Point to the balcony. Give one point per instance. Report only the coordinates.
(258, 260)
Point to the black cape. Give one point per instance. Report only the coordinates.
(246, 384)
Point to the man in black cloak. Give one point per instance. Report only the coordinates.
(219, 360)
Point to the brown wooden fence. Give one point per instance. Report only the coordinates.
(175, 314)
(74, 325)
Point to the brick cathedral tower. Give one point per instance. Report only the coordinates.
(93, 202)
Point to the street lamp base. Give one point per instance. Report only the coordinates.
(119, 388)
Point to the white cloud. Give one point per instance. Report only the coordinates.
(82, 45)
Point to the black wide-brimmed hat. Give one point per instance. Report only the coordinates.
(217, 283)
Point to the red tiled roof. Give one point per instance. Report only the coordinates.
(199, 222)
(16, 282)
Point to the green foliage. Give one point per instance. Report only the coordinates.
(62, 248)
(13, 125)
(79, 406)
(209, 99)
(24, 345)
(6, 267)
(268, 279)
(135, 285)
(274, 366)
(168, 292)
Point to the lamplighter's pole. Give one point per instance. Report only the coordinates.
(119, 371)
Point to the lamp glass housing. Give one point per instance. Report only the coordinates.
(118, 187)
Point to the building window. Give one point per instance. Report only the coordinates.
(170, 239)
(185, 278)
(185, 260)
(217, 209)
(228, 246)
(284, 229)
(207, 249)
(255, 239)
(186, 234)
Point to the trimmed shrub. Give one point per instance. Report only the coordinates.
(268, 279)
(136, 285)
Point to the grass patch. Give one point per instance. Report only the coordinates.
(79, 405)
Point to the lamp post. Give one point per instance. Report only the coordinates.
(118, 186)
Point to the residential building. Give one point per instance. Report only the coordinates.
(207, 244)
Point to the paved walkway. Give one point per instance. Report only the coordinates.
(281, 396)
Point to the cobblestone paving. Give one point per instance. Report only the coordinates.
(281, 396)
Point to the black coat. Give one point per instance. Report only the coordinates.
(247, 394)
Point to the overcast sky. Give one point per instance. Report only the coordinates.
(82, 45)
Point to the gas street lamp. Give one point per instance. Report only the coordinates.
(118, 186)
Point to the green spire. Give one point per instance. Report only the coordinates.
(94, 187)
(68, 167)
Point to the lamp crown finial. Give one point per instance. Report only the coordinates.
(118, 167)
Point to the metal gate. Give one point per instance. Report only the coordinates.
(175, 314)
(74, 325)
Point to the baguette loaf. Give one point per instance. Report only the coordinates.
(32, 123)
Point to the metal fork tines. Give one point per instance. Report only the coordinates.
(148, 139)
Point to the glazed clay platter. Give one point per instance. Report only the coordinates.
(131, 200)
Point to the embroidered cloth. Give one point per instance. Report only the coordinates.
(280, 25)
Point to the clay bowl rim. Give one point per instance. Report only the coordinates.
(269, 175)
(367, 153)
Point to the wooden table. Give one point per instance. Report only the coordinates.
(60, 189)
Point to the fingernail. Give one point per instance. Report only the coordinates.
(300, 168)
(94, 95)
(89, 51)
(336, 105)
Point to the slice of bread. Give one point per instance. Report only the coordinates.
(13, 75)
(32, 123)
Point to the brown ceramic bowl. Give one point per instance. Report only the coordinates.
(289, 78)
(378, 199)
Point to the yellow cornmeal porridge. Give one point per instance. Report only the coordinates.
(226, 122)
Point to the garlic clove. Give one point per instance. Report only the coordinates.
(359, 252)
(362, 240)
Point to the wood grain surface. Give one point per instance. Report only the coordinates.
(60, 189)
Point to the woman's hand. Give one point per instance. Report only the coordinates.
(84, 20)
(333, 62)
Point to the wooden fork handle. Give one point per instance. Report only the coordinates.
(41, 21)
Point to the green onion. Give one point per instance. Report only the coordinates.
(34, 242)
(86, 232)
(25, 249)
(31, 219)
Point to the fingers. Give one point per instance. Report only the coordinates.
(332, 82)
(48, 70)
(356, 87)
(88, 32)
---
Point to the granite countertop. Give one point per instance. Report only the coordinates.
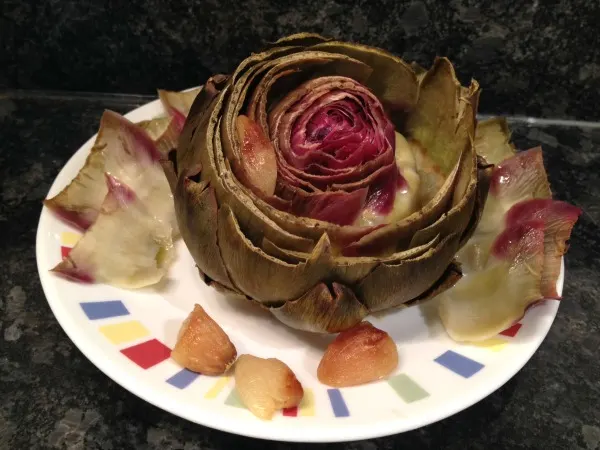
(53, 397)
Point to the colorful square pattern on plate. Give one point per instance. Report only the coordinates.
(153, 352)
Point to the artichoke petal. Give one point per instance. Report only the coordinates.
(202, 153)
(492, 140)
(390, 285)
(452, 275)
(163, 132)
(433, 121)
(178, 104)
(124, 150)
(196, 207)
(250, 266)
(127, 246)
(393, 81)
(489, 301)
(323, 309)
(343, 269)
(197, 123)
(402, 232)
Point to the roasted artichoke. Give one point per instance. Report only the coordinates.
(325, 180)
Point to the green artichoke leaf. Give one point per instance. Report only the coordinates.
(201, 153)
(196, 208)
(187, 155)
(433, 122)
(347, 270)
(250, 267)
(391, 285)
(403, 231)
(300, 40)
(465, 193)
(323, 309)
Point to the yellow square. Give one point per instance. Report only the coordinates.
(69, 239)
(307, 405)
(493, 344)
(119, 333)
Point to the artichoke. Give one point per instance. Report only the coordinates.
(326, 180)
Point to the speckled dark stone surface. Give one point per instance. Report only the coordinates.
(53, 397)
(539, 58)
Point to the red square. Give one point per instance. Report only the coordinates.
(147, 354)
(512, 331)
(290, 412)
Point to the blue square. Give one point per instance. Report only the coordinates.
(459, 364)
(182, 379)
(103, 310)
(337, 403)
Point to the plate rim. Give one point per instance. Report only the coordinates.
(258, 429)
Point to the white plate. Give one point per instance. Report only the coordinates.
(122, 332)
---
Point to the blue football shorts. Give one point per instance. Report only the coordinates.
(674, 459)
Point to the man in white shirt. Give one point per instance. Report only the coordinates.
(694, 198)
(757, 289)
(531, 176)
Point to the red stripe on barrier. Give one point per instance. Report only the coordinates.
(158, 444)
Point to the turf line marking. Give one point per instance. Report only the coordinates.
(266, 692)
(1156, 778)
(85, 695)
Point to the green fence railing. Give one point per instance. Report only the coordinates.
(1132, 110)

#### WHAT YOU SHOULD DO
Rewrite the records from the line containing "Point to the red stripe" through the line containing "(1132, 110)", replacing "turf" with "grass" and leaving everything else unchanged.

#### IN RESPONSE
Point to the red stripe on barrier. Give one point per instance. Report only the coordinates.
(158, 444)
Point to the grass line marking. Give one point per instance. Report only the coordinates.
(266, 692)
(1156, 778)
(85, 695)
Point to the green fence railing. Give one point per instance. Report only the coordinates.
(1132, 110)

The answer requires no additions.